* Task goal *
Could you rename "beetle mandible" to "insect jaw" in the rows below and give them back otherwise unchanged, without the pictures?

Named object pointing rows
________________
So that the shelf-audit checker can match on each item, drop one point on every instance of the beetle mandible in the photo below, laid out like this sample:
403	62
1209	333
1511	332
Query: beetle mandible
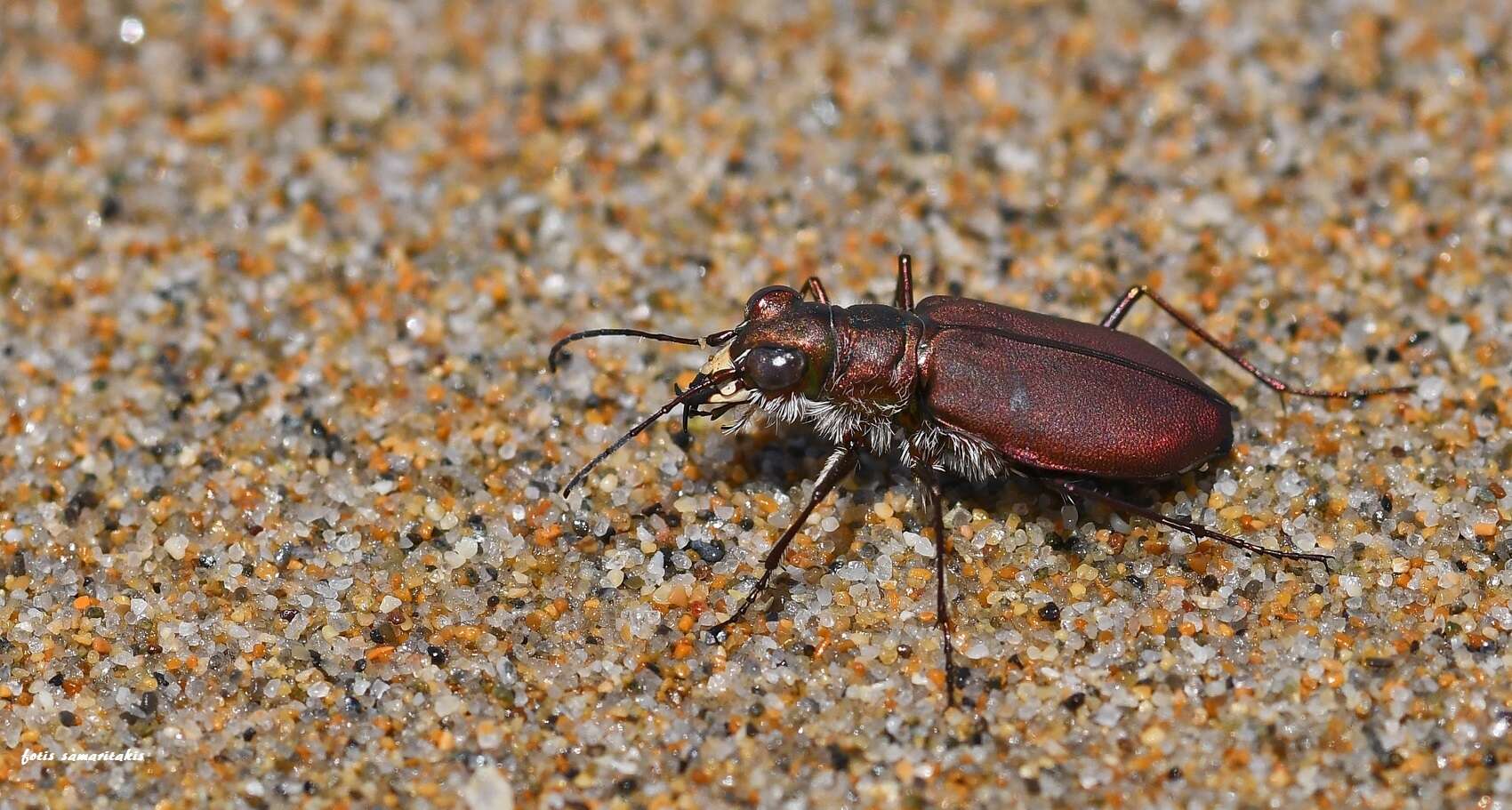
968	387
________________
* Result of the exercise *
So that the shelf-audit checker can match on each item, drop one point on every instance of the insect jaw in the photo below, laid out like this sample:
403	62
1209	333
1511	332
Query: insect jaw
968	387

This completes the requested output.